→ INFORMATION SUPPLIED
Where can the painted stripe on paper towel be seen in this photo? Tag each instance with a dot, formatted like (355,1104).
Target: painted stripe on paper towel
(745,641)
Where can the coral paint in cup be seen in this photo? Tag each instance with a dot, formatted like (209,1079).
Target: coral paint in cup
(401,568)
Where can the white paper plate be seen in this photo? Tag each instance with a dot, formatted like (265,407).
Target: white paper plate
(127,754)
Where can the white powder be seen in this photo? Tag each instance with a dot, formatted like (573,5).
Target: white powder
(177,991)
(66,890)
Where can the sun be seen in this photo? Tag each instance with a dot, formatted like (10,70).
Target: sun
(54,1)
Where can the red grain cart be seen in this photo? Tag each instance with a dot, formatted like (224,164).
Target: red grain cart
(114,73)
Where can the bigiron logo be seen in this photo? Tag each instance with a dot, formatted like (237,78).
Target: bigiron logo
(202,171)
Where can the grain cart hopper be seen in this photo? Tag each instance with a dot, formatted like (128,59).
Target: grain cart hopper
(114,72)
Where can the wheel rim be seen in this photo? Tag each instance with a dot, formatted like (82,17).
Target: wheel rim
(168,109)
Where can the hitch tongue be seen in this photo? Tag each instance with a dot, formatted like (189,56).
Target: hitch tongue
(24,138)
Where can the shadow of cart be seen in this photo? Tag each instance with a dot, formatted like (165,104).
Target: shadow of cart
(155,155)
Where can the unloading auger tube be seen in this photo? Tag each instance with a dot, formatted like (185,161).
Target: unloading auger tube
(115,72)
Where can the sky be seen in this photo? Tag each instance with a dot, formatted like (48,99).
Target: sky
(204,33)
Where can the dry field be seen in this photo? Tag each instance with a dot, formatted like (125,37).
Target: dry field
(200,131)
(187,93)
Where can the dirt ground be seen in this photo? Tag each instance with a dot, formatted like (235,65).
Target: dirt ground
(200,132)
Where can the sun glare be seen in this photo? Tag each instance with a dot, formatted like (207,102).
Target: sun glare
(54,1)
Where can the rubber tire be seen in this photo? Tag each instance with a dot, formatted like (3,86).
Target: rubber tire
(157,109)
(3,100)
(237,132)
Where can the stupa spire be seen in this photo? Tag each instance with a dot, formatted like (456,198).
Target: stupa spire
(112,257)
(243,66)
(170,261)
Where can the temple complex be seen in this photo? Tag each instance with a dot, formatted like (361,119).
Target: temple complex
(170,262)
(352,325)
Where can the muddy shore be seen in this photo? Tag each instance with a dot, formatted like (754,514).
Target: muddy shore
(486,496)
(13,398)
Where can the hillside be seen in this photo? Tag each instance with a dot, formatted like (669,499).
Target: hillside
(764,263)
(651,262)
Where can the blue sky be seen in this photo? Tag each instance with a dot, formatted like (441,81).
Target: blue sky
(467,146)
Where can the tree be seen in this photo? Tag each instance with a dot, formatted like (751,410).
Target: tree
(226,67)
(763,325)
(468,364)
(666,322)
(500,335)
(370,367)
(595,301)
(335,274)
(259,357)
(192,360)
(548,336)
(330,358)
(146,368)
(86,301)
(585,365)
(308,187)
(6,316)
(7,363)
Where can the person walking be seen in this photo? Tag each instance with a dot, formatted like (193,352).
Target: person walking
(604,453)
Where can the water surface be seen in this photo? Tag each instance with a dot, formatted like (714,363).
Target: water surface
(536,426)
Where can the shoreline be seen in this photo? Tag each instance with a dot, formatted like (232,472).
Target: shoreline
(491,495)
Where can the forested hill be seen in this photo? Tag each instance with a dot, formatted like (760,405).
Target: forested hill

→ TASK INSTRUCTIONS
Reproduce the entire listing above word for word, keeping every line and character unchanged.

→ ANSWER TO THE EXERCISE
Where can the painted stripe on paper towel be seen in this photo? Tag each instance with a dot, formatted like (355,1104).
Target: painted stripe on paper towel
(745,641)
Where can the coral paint in cup be seen in this photo? Tag each instance with a dot, formatted like (209,1079).
Target: coral paint in cup
(401,568)
Where can the white paper plate be seen in this photo? Tag each instance with a dot, formatted like (265,407).
Target: white paper plate
(127,754)
Where can the white powder be seen in this photo? Tag each instance with a dot, formatted like (573,5).
Target: white powder
(177,991)
(66,890)
Where can the sun be seen in this photo? Tag each instance with a dot, formatted like (10,70).
Target: sun
(54,1)
Where can the red grain cart be seen in this photo? Tag each instance with a dot, formatted like (224,164).
Target: red grain cart
(114,73)
Where can the bigiron logo be seen in this photo? Tag each instance with a dot, formatted like (237,78).
Target: bigiron logo
(202,171)
Where can the grain cart hopper be seen in this photo? Tag each instance with a dot, formatted like (128,59).
Target: grain cart hopper
(114,72)
Where can the wheel rim be seen in this photo? Tag each instance with a dot, formatted like (82,17).
Target: wheel rim
(168,109)
Where can the hitch tongue be seen in this photo? Tag each instance with a dot, formatted like (189,56).
Target: hitch tongue
(24,138)
Where can the shadow of cart be seen in this photo? Tag each instance with a dot, formatted like (165,104).
Target: shadow of cart
(155,155)
Where can the unloading auger tube be seen in this photo? Tag each instance with a dot, formatted like (185,161).
Target: unloading auger tube
(115,72)
Where can the sky be seen in this photo? Tag each instance with a dot, formatted like (48,99).
Target: sky
(204,33)
Where can the dry field be seen in this photo? Tag each instance with a dot, formatted like (125,37).
Target: dry field
(200,131)
(187,93)
Where can the dirt ground be seen in this photo? Tag each instance with a dot, formatted like (235,65).
Target: dirt ground
(200,132)
Where can the sun glare be seen in this photo? Tag each instance with a dot, formatted like (207,102).
Target: sun glare
(54,1)
Where can the rubber tire be seen in this photo? Tag each instance with a dot, formatted like (3,86).
Target: rubber tire
(157,109)
(3,100)
(237,132)
Where can the stupa spire be seen in this photo? Tag each instance with a dot, formatted like (456,198).
Target: stupa spire
(112,257)
(243,66)
(170,261)
Where can the temple complex be seen in this photo? Tag each instance with a dot, formatted like (361,119).
Target: temple complex
(170,262)
(352,325)
Where can the muddy shore be seen in this photo? Tag each instance with a dot, formatted like (754,514).
Target: muddy shore
(486,496)
(13,398)
Where can the hillside be seen in this photo? Tag each instance with a dot, formatted like (669,499).
Target: hillside
(764,263)
(651,262)
Where can the blue sky be seen in this photo? Tag each instance with a dot, formatted like (441,81).
Target: blue sky
(467,146)
Where can the tree be seen in this photo? Tag each instance with a dot, formatted like (751,410).
Target: tree
(226,67)
(763,325)
(468,364)
(666,322)
(500,335)
(370,367)
(595,301)
(335,274)
(259,357)
(192,360)
(548,336)
(330,358)
(146,368)
(86,301)
(585,365)
(308,187)
(6,316)
(7,363)
Where can the person walking be seen in this photo? Tag each instance with a dot, formatted like (193,352).
Target: person walking
(604,453)
Where can the water surface be seen in this photo? Tag each instance with a dot, formatted like (714,363).
Target: water surface
(536,426)
Where can the shoreline be seen in this photo? Tag each instance with a dot, formatted like (232,472).
Target: shoreline
(491,495)
Where can the forested hill be seen in this photo? Tag each instance with a dot, formatted like (760,405).
Target: forested hill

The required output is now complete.